▽

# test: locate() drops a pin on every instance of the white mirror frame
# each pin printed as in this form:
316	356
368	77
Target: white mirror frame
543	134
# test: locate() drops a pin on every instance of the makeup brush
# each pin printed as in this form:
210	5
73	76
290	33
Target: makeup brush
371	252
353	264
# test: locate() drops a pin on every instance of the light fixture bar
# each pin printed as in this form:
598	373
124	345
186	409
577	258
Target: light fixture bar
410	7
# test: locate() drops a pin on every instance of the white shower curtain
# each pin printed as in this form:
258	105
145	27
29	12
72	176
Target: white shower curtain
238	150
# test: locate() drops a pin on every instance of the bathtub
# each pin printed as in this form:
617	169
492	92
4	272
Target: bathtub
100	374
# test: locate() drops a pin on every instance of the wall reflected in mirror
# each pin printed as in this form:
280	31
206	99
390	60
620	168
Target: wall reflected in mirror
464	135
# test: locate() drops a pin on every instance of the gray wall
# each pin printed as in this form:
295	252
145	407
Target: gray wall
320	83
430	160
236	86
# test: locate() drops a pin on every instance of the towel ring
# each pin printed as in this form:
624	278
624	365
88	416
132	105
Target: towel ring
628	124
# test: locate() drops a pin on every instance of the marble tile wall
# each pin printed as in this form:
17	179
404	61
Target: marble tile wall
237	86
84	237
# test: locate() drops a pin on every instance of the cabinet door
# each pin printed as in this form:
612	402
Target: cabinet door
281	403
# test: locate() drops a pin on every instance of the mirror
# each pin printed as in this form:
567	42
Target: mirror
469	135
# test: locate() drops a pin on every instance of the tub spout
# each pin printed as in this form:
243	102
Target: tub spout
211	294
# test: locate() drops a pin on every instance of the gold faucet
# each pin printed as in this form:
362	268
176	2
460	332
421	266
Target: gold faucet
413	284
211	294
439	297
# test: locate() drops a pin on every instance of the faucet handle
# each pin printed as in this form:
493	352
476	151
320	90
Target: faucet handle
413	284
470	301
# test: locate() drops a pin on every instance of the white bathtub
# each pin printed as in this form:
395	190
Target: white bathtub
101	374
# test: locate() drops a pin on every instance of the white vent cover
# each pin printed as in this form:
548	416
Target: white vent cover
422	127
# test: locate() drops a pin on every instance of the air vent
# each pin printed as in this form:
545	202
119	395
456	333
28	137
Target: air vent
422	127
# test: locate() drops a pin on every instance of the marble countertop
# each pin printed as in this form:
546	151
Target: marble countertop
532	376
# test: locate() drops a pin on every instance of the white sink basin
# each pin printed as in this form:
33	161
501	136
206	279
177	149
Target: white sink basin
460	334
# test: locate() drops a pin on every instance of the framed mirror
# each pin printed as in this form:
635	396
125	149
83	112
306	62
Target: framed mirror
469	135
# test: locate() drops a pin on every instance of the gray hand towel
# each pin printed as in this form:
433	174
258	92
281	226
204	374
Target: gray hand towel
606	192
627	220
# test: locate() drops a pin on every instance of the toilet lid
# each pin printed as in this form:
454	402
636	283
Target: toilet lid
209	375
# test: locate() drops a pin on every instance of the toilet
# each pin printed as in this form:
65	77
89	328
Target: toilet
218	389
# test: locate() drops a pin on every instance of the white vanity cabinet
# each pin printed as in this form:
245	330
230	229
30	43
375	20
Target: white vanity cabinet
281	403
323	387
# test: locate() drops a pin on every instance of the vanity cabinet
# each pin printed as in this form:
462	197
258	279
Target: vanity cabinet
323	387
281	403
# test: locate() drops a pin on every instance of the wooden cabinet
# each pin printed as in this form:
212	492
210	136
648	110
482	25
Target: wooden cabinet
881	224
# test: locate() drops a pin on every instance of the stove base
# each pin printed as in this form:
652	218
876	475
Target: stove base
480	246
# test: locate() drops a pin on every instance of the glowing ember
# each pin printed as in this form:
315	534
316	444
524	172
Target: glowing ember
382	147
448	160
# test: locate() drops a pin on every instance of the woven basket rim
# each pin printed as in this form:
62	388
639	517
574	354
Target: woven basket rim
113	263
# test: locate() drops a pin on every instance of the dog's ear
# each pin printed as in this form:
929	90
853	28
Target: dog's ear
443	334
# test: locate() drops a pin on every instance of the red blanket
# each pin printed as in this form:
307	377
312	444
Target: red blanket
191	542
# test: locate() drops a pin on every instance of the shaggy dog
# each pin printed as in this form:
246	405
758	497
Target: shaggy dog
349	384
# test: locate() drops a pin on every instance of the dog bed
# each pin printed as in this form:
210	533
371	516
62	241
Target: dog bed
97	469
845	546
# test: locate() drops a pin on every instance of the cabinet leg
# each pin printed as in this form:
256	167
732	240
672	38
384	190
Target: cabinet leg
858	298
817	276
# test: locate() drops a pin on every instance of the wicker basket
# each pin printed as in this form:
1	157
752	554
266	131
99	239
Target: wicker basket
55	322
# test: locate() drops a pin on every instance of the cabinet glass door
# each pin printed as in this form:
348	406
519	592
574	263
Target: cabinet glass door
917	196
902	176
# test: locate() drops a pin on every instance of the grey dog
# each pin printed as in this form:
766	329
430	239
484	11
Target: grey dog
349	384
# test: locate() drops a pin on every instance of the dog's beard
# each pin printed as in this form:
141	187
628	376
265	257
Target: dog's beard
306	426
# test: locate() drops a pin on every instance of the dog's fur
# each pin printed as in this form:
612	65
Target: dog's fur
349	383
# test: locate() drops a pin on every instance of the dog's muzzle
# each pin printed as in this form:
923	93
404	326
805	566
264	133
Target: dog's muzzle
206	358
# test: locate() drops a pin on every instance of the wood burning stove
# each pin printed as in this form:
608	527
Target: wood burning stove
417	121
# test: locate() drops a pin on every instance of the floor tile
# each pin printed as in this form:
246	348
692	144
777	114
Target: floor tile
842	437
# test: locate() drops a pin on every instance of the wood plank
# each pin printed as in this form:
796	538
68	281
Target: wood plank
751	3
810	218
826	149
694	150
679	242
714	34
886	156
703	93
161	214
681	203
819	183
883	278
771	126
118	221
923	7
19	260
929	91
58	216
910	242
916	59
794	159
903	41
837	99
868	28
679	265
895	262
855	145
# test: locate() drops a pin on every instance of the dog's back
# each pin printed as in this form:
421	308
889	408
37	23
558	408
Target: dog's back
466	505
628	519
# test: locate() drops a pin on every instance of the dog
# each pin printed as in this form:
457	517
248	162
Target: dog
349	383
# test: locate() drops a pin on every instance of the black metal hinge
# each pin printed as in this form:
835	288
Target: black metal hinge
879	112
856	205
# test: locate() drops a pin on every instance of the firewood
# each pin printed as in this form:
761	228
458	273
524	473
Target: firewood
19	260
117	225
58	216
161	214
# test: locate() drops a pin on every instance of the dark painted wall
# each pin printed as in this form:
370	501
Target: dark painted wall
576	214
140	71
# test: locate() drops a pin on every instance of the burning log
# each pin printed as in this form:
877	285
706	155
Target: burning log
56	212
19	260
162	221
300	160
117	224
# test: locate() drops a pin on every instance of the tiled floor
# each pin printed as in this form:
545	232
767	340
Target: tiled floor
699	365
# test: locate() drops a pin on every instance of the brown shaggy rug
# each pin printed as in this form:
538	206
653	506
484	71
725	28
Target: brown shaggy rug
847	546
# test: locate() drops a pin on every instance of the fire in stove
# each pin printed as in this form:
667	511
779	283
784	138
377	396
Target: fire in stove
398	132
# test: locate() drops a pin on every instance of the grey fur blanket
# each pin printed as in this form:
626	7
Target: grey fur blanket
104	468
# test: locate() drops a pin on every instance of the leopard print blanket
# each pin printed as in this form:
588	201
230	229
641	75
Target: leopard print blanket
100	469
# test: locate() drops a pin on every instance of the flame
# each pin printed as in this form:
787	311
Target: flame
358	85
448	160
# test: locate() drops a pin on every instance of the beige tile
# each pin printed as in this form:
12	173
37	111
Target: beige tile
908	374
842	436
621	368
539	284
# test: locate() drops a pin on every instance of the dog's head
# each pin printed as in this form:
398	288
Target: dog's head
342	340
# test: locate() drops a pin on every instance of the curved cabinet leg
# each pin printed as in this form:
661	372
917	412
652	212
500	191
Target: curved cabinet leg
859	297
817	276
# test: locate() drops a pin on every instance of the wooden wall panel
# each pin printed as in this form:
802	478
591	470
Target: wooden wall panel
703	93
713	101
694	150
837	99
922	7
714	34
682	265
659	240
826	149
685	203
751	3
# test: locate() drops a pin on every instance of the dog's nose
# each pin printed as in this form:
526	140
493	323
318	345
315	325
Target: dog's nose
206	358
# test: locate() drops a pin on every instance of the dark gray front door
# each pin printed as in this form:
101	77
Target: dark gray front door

△

Task to carry out
Exactly and exclusively, repeat the lines from the line that contains "the beige tile" through the end of the records, both ends included.

The completed task
# test: locate() drops a pin on every instance of the beige tile
# each pin printed as in this form:
12	173
37	111
Target: beige tile
908	374
842	436
621	368
539	284
# test: locate() drops a pin on every instance of the dog's head
# each pin printed as in this form:
398	288
Target: dog's head
342	340
# test: locate() drops a pin on every instance of the curved cabinet leg
# each pin printed as in this form:
661	372
917	412
652	212
500	191
Target: curved cabinet leg
859	297
817	276
# test: locate() drops a pin on every instance of the wooden wall panel
# each pin printed as in this form:
802	478
591	470
Target: wooden wall panel
703	93
713	101
694	150
837	99
922	7
714	34
682	265
659	240
826	149
685	203
751	3
# test: locate() drops a pin on every instance of the dog's nose
# each pin printed as in this form:
526	140
493	323
318	345
315	325
Target: dog's nose
206	358
# test: locate() drops a pin on every instance of the dark gray front door
# each pin printed as in this form:
101	77
Target: dark gray front door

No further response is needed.